Segment Start: EXCERPTED DATA

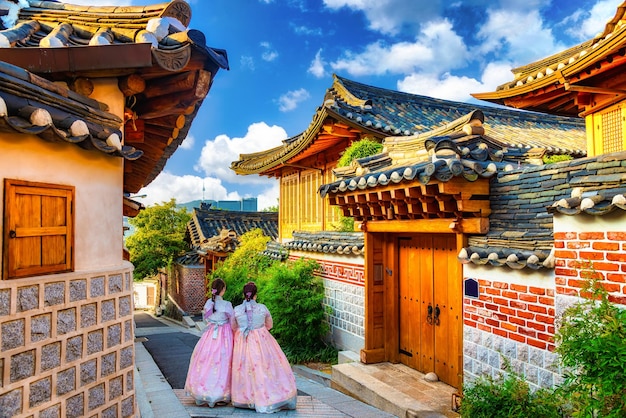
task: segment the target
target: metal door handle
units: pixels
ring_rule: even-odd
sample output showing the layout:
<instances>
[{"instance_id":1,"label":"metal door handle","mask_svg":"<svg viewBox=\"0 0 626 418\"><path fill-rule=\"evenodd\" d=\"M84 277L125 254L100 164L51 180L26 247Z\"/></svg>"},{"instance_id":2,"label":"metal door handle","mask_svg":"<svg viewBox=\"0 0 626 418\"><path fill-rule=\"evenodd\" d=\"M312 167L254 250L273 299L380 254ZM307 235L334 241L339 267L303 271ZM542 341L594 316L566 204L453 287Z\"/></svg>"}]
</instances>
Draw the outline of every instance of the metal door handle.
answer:
<instances>
[{"instance_id":1,"label":"metal door handle","mask_svg":"<svg viewBox=\"0 0 626 418\"><path fill-rule=\"evenodd\" d=\"M435 306L435 325L439 326L439 314L441 313L441 309L439 309L439 305Z\"/></svg>"},{"instance_id":2,"label":"metal door handle","mask_svg":"<svg viewBox=\"0 0 626 418\"><path fill-rule=\"evenodd\" d=\"M17 234L15 233L15 231L11 230L9 231L9 238L15 238L17 237Z\"/></svg>"},{"instance_id":3,"label":"metal door handle","mask_svg":"<svg viewBox=\"0 0 626 418\"><path fill-rule=\"evenodd\" d=\"M431 305L430 303L428 304L428 315L426 316L426 322L428 322L430 325L433 324L433 305Z\"/></svg>"}]
</instances>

Segment End: EXCERPTED DATA

WHAT TO PRODUCE:
Report all lines of the material that contain the word "target".

RESPONSE:
task: segment the target
target: metal door handle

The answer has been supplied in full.